Region pointing data:
BEGIN

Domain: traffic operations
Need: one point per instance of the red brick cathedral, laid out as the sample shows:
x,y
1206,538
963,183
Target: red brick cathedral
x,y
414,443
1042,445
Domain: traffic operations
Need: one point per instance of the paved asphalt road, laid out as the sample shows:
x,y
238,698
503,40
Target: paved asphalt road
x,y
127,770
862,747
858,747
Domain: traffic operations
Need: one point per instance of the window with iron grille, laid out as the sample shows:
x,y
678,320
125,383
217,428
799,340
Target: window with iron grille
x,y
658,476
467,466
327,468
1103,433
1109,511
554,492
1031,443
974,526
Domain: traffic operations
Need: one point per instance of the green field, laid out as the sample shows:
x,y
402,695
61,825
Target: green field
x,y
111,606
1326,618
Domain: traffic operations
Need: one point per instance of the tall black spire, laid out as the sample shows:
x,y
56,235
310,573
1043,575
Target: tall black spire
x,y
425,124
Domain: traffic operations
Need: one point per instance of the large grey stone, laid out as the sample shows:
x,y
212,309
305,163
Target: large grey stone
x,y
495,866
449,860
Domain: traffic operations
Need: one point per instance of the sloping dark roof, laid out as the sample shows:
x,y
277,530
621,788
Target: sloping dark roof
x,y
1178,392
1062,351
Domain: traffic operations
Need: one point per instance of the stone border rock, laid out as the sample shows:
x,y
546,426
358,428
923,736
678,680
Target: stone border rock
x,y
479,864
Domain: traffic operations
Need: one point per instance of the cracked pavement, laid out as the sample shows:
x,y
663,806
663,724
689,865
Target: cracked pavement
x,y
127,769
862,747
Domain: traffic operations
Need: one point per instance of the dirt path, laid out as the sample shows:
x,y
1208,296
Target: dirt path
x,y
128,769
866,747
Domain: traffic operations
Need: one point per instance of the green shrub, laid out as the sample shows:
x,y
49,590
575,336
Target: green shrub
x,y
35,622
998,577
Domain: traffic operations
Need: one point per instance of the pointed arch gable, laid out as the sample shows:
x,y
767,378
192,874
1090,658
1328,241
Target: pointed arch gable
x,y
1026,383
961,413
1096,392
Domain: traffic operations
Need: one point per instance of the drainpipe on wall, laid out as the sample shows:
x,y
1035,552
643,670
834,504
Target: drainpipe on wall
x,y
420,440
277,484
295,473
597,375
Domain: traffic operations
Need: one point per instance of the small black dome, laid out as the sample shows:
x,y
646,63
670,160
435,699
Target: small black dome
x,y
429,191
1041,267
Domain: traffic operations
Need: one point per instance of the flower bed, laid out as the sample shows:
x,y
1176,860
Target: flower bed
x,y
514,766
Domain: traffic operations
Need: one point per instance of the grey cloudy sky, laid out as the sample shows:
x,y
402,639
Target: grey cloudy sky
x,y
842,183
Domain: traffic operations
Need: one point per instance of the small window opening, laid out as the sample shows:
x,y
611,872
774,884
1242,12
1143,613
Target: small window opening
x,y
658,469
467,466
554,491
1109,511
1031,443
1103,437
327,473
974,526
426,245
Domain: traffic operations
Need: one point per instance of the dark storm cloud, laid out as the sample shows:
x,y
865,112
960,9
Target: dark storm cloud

END

▸ PROBLEM TO WORK ON
Your answer should be the records above, set down exactly.

▸ WRITTEN ANSWER
Domain: traffic operations
Need: one point per instance of the red brick cathedral, laid out as the sample shows:
x,y
1206,538
963,183
Target: red brick cathedral
x,y
414,443
1042,445
Domain: traffic operations
Need: one point per instance of the paved asphalt road, laid out as the sample shows:
x,y
238,698
503,40
Target: paved asphalt road
x,y
127,770
862,747
858,747
Domain: traffic operations
Need: one point per instance of the window with iron grille, laid out as the sample shows:
x,y
678,320
125,383
217,428
799,340
Target: window with iron grille
x,y
658,476
467,466
327,468
1103,433
1109,511
554,492
1031,443
974,526
Domain: traffic operations
Need: one point per instance of the green field, laid out as the sample shows:
x,y
402,695
61,825
Target: green field
x,y
111,606
1326,618
Domain: traffic operations
Need: one point per instance of the tall black spire, laid out as the sample shows:
x,y
56,235
310,573
1043,575
Target: tall black spire
x,y
425,124
Domain: traffic operations
Need: one point per instance of the large grey stone, laid out as the sample shows:
x,y
212,309
305,163
Target: large grey stone
x,y
495,866
449,860
Domain: traffic operations
Need: one point per instance of the sloping dark roof, laid out as the sample shows:
x,y
277,530
621,788
Target: sloping dark roof
x,y
1178,392
1062,351
Domain: traffic operations
Need: one point per instance of the stone border rock, laid out as the sample shows:
x,y
546,426
358,428
923,736
678,680
Target: stone border rock
x,y
479,864
Domain: traffic operations
Need: one point per instance of the cracked pavement, laid out as the sample shows:
x,y
663,806
663,724
689,865
Target: cracked pavement
x,y
127,769
862,747
Domain: traffic operations
Need: one point per instance of the dirt path, laid out as the sample shows:
x,y
1208,296
Target: dirt path
x,y
128,769
866,747
Domain: traffic operations
Need: one point per instance of the green shrub, laid out as the sample shows:
x,y
49,590
575,336
Target: green shrub
x,y
35,622
998,577
Domain: traffic operations
Need: one point per instance of the pointed arch gable, laid out as the sample shows:
x,y
767,378
192,874
1090,658
1328,241
Target: pointed arch gable
x,y
1026,383
961,413
1096,392
Domain: traffic operations
Need: one point per instance of the drainpipe on wall, laid out as the sample shows:
x,y
1035,552
643,670
834,504
Target: drainpipe on wall
x,y
420,440
277,484
295,473
597,375
Domain: traffic operations
Need: one point per instance of the small black dome, laid out as the sample shows:
x,y
646,63
670,160
435,699
Target: small black dome
x,y
429,191
1041,267
Domain: traffic operations
Need: one point per instance of the flower bed, laid out as the sample shows:
x,y
1176,860
Target: flower bed
x,y
514,766
Domain: traffic operations
Need: one point per instance of the grey cloudy sky, laid out as the sample shows:
x,y
402,639
Target: grey cloudy sky
x,y
842,183
Domain: traffic operations
Need: one point per instance of the small window opening, laid out as the sample shows:
x,y
611,872
774,884
1242,12
1143,613
Target: small window opening
x,y
658,469
467,466
554,491
1109,511
1031,443
1103,437
327,473
974,526
426,245
Domain: traffic operations
Need: one point per instance of the dark storm cloud, laid out as the sample shows:
x,y
865,112
960,9
Target: dark storm cloud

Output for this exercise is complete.